Having left Dunedin we continued north up the east coast and made a stop off in a very small village called Moeraki to see the much talked about Moeraki boulders, the village is so small there are a couple of houses and a cafe right next to the Moeraki boulders cashing in as they charge people to cross their land to the beach to see the boulders. Even though you can walk another 20 minutes down the coast and get access to the beach there without paying anyone, needless to say we walked a bit further and didn't pay. The large collection of sphere boulders sit on a lovely stretch of beach like giant kids discarded marbles, they are all sizes and make a great photo. They are so bizarre, some of them have broken apart looking like a hatched egg, which of course would have been a crime not to stand inside for a silly picture. Once the other tourists saw Justin and I climb in they all followed suit. We were lucky to visit at low tide so we could get right up close to them, although at high tide they look like they are floating in the water.
We then decided to stop the night in a town called Oamoru or Penguintown as it’s called, this would be our last chance to spot the yellow eyed penguin on the coast, and it didn’t take us long to realise this town is all about penguins. It has two breeding colonies, the yellowed eyed penguin and Blue Penguin (smallest penguin in the world). We asked the lady at the information site how we go about viewing them. She was really helpful and gave us the best times to view. Because the yellow eyed penguin is so rare we took her advice and headed to Bushy beach for 6pm complete with our packed a lunch. There was a walkway along the cliff edge which took us to a few viewing decks and a viewing hut. We sat for about 40 minutes and we saw nothing, then just as we were going to head back to the car to eat a couple told us there was one sat on the cliff edge, so we walked along and saw it just sitting there, it was a really special moment. We had our tea in the car and as we walked back out a guy said he saw two walking in from the sea over the sand, so we were determined to see one. We waited about 20 minutes then all of a sudden I spotted one on the shoreline it jumped out of the water and waddled across the sand to the cliff edge, it was so cute to watch and we both felt very privileged. As we walked back to the car we noticed that the one that was sat on the cliff earlier was snuggled up with its partner so we hide and watched them for ages. We were grinning like Cheshire cats as we drove to the Blue penguin colony, it is in an old limestone quarry down near the waterfront.
There is a visitor’s centre which has a viewing deck, and at approximately 8pm every night the penguins come home to their babies and partners with food, they spend the whole day out at sea catching fish and they like to arrive back to their nests under the shadow of dark. The Blue penguin is the smallest in the world and approximately 250 arrive home every night, counted by a patient member of staff. They swim ashore in groups of about 20 and you can see them approaching, they look like a raft as they approach then jump out of the water and slip, slide, scuttle and waddle ashore, it is so funny to watch and they were making such a noise, it was almost as if they were having a god old chat about the day they just had. They run into their enclosure and then into their little wooden huts for the night. We watched about 80-100 came in and what was cute was the first group waited for the second group before heading off into the enclosure, they are very sociable creatures and like to stick together. As we left and walked back to the car we noticed there was two in the car park huddled up in the corner, obviously got lost an the guide told us happens all the time, we drove by as we didn’t want to scare them by taking photographs. This was defiantly one of the best night we have had and so rewarding.

[Records excerpted from a collection]
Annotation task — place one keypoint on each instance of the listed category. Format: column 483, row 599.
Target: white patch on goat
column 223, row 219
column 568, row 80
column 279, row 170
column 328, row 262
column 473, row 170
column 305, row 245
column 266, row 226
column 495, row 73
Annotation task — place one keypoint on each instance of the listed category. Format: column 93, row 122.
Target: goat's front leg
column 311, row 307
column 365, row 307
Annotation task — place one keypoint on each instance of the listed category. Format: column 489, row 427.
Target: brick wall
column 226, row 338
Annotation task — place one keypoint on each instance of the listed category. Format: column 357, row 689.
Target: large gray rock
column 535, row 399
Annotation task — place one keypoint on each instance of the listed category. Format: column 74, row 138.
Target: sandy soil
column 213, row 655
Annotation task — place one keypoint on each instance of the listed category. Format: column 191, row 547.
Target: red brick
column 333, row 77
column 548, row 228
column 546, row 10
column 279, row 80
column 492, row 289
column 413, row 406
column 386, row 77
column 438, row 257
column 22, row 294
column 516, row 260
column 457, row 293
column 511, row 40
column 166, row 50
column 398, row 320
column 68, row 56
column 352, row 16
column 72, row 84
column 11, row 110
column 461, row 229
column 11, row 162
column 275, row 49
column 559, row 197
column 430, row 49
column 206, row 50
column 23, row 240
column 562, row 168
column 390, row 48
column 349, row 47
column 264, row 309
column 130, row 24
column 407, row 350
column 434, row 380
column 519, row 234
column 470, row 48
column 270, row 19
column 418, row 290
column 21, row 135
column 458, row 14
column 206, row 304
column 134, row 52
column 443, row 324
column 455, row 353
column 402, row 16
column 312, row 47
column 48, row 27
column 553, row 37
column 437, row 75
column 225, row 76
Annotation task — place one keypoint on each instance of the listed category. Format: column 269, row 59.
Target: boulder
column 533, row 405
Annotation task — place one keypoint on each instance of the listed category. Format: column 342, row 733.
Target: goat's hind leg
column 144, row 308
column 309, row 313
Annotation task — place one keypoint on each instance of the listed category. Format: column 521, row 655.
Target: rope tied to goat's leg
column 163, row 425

== EXERCISES TO COMPLETE ==
- 1) Summarize the travel account in two sentences.
- 2) Translate this sentence from the travel account into French: "The Blue penguin is the smallest in the world and approximately 250 arrive home every night, counted by a patient member of staff."

== ANSWER SET ==
- 1) After leaving Dunedin, the writer and Justin stopped at Moeraki to see the large spherical boulders on the beach, walking further along the coast rather than paying to cross private land. They then stayed the night in a town known as Penguintown, where they watched rare yellow eyed penguins at Bushy beach and later saw Blue penguins come ashore at a colony in an old limestone quarry.

- 2) Le manchot bleu est le plus petit du monde et environ 250 d'entre eux rentrent chaque soir, comptés par un membre patient du personnel.